> Seçilen metin:
━━━━━━━━━━━━━━━━━━━━━━━━━━━━━━
Eski Yugoslavya Uluslararası Ceza Mahkemesi (ICTY: International Criminal Tribunal for the Former Yugoslavia) ICTY başkanı Carmel Agius BM Güvenlik Konseyi’ne 1993’ten bu yana çok iyi iş çıkardıklarını, “uluslararası adalet mefhumunu baştan aşağı değiştirdiklerini” iletmiş. Doğrudur; ICTY sadece uluslararası adaletin değil, genel olarak adalet kavramının anlamını da değiştirmiştir.
Bosna’da savaşın bitmesinden bu yana 22 yıl geçti ama savaş hala bir türlü bitmek bilmedi. Üç yıllık savaşı sonlandıran Dayton Barış Anlaşması imzalandığında, Batı bu anlaşmanın Dünya’nın silahlı çatışma yaşanan diğer bölgelerine de örnek olacağından emindi. Elimizdeki durum ise şu: Dayton ile kurulan ama işlemeyen bir devlet ve yapısallaştırılmış bir etnik nefret. Eski Yugoslav ülkelerinde iktidardaki siyasî aktörler 22 yıl önce ülkeyi parçalanmaya götüren vahşi etnik savaşın mimarlarının öğrencileri. Savaşın üzerinden 22 yıl geçti ama Bosna’da gündemi savaşın hayaletleri belirlemeye devam ediyor. Sadece 22 yıl önceki siyasetçilerin hayaletleri değil, bizzat savaşta insanlık suçu işleyenler gündemi belirlemeye devam ediyor.
━━━━━━━━━━━━━━━━━━━━━━━━━━━━━━
> Çıkarılmış veri satırları:
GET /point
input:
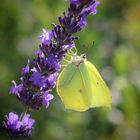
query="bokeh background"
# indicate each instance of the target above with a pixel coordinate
(115, 31)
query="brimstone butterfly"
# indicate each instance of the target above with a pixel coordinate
(80, 86)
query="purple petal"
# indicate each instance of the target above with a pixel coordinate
(74, 1)
(46, 98)
(46, 37)
(27, 68)
(15, 89)
(38, 79)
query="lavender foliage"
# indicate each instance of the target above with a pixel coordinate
(18, 127)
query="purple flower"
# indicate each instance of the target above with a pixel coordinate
(19, 127)
(46, 37)
(37, 80)
(16, 88)
(46, 99)
(74, 1)
(52, 79)
(92, 8)
(27, 68)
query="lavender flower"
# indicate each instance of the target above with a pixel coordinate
(19, 127)
(38, 81)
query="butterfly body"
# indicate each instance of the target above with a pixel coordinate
(81, 87)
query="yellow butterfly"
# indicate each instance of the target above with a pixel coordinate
(80, 86)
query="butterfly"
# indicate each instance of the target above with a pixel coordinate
(80, 86)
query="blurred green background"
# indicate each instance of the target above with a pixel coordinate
(116, 53)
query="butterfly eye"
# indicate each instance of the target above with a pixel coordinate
(84, 56)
━━━━━━━━━━━━━━━━━━━━━━━━━━━━━━
Bosna'da savaşın ardından yaşananları ve ICTY'yi anlatan metni, son cümlesinden sonra kaldığı yerden alıp sürdürün. Bu satırların metinle bir ilgisi yoktur.

> Alıştırma çıktısı:
Mayıs 2011’de Sırbistan istihbaratı tarafından yakalanıp Lahey’de ICTY’ye teslim edilen Srebrenica kasabı Ratko Mladiç’in cezası 6 yıllık yargılama sonunda belirlendi. 21 Kasım’da VRS (Vojske Republike Srpske - Sırp Cumhuriyeti Ordusu) başkomutanı General Ratko Mladiç ömür boyu hapse mahkûm oldu.
Dünya kamuoyu bu kararı “adalet sonunda tecelli etti” şeklinde duyurdu. Tecelli eden adaletin bölgedeki yansımaları ise farklıydı. Sırbistan’da ve Bosna’daki Sırp Cumhuriyeti’nde (RS: Republika Srpska) öfke vardı. Bosnalı Sırplar için savaş kahramanı mertebesinden görülen Mladiç’e verilen bu ceza haksızdı. Mladiç’in katil, insanlık düşmanı olduğu mahkeme tarafından onaylandıktan sonra başkent Saraybosna’nın hemen yanı başındaki Lukavica semtinde 2014 yılında Mladiç için konulan ve büyük tartışmalar yaratmış plaketin kaldırılacağı düşünülüyordu ama ne gam! Tam tersi oldu. RS’te ve Sırbistan’da Mladiç’in kahramanlığını öven posterler ve pankartlar kapladı her bir yeri. Özet olarak mesaj açıktı:
“SOYKIRIM DEĞİL VATAN SAVUNMASI”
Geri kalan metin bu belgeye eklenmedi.